**Record excerpts**.
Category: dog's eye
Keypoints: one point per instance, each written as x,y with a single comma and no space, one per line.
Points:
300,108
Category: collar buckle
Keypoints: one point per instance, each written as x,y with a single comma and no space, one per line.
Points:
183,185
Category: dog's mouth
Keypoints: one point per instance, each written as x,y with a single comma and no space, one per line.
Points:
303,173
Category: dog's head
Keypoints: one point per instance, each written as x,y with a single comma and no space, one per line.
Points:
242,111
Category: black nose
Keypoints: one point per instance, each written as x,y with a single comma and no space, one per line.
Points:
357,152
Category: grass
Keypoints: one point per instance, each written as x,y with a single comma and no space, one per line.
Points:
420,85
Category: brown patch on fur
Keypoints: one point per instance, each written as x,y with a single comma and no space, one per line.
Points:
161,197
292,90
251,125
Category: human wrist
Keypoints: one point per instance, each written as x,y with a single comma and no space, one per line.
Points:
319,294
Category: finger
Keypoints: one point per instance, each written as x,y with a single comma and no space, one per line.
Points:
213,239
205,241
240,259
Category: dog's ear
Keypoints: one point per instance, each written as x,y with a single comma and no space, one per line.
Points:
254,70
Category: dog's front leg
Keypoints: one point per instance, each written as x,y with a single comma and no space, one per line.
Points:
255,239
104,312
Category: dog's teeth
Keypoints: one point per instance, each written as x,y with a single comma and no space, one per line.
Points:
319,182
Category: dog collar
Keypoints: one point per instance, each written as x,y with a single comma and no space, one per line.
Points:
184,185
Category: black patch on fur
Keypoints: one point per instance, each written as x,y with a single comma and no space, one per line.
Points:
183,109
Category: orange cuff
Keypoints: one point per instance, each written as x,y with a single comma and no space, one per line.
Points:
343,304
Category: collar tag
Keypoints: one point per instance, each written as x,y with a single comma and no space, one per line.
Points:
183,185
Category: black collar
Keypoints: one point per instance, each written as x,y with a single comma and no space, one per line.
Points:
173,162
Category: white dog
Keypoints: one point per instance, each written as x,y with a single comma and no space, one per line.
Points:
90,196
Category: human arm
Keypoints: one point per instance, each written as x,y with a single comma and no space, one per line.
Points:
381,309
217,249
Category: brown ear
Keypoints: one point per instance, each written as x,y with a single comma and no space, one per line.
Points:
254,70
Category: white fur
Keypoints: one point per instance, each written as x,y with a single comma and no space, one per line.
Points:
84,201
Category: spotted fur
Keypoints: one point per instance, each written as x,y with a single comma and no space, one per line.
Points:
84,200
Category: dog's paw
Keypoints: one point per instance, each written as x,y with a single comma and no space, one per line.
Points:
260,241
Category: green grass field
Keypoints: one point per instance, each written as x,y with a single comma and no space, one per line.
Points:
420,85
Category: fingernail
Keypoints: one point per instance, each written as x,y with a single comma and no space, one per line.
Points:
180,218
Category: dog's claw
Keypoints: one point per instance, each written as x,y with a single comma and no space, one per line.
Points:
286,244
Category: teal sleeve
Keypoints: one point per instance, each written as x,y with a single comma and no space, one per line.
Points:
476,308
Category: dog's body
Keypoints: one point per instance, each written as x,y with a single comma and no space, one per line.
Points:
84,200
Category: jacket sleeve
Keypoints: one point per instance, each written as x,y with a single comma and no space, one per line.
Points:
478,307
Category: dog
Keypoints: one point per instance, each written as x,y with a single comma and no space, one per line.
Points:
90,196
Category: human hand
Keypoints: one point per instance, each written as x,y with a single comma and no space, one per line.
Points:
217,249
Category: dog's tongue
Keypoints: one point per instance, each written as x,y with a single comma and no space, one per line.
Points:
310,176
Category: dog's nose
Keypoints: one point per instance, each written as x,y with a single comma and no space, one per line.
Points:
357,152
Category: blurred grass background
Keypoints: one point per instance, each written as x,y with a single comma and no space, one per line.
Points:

**What you will do**. Please give the listing again exactly, line for line.

**Exercise output**.
Category: dog's eye
Keypoints: one point per instance, each written as x,y with a single comma and no space, one per line.
Points:
300,108
Category: collar buckle
Keypoints: one point per instance, each written as x,y with a single comma and no space, one per line.
Points:
183,185
Category: dog's mouth
Keypoints: one point per instance, each written as x,y with a single comma and no space, one per line.
Points:
303,173
Category: dog's head
Keypoints: one point per instance, each written as x,y with a single comma and no space, one per line.
Points:
242,111
Category: black nose
Keypoints: one point per instance, each written as x,y with a single comma and no space, one per line.
Points:
357,152
Category: grass
Keypoints: one point per instance, each written as x,y with a single comma and no space, one per line.
Points:
420,85
Category: brown patch on fur
Keypoints: one point per instance, each written as x,y with a single comma and no space, one per line.
Points:
161,197
292,90
251,125
Category: human wrist
Keypoints: one point per instance, each written as x,y with a single comma and no space, one per line.
Points:
319,294
Category: finger
Keypoints: one point per instance, each written as x,y with a single comma and no space, one per line.
Points:
213,239
205,241
240,259
Category: dog's ear
Keypoints: one point per instance, each written as x,y with a single comma and no space, one per line.
Points:
254,70
Category: dog's front leg
Keypoints: one point per instance, each written as x,y with a single comma and no space, one per line.
Points:
255,239
104,312
Category: dog's teeth
Keypoints: one point per instance, each written as x,y with a single comma and no space, one per line.
Points:
319,182
Category: dog collar
Keypoints: one point per instance, each written as x,y with a single comma and no space, one per line.
Points:
184,185
Category: black patch on fur
Keypoints: one point per instance, each written as x,y with a single comma and no space, one per line.
Points:
183,109
Category: orange cuff
Keypoints: one point per instance, each written as x,y with a single comma and no space, one per line.
Points:
343,304
Category: collar tag
Keypoints: one point per instance, each written as x,y with a single comma and no space, one per line.
Points:
183,185
Category: black collar
Keypoints: one point per instance, each written as x,y with a single comma and no space, one per line.
Points:
173,162
Category: white dog
Keypoints: one point per instance, each written as x,y with a single comma and no space, one per line.
Points:
90,196
Category: human arm
Keypoints: one point per instance, each written as x,y with a single comma and no space, one per line.
Points:
381,309
217,249
Category: brown ear
Keypoints: one point per instance, each written as x,y with a single comma and no space, one per line.
Points:
254,70
Category: white fur
Keypoints: one point per instance, each written as x,y with a single comma and no space, one per line.
Points:
84,201
Category: spotted fur
Keypoints: one point per instance, each written as x,y with a single comma and no space, one per line.
Points:
84,200
Category: dog's paw
Keypoints: one point per instance, each written as x,y with a single comma and no space, one per line.
Points:
260,241
Category: green grass field
Keypoints: one point per instance, each written as x,y with a single comma and no space, one per line.
Points:
420,85
Category: fingernail
Keypoints: one point per instance, each written as x,y with a single comma and no space, one per line.
Points:
180,218
Category: dog's claw
Keypoints: one point per instance, each written as x,y with a single comma and no space, one per line.
Points:
286,244
Category: teal sleeve
Keypoints: one point per instance, each written as x,y with a single comma and no space, one per line.
Points:
476,308
Category: dog's body
Keypoints: one point per instance, each written as x,y with a single comma and no space, one per line.
Points:
84,200
Category: jacket sleeve
Keypoints: one point per instance, each written as x,y with a single comma and no space, one per line.
Points:
478,307
Category: dog
Keypoints: one point per instance, each written as x,y with a single comma and no space, one per line.
Points:
90,196
Category: human hand
Keypoints: one point per instance, each written as x,y with a single comma and no space, one per line.
Points:
217,249
Category: dog's tongue
Keypoints: one point per instance, each written as x,y with a single comma and no space, one per line.
Points:
310,176
Category: dog's nose
Keypoints: one point per instance, each written as x,y with a single comma and no space, one per line.
Points:
357,152
Category: blurred grass background
Keypoints: one point per instance, each written as x,y with a single comma and no space, one per line.
Points:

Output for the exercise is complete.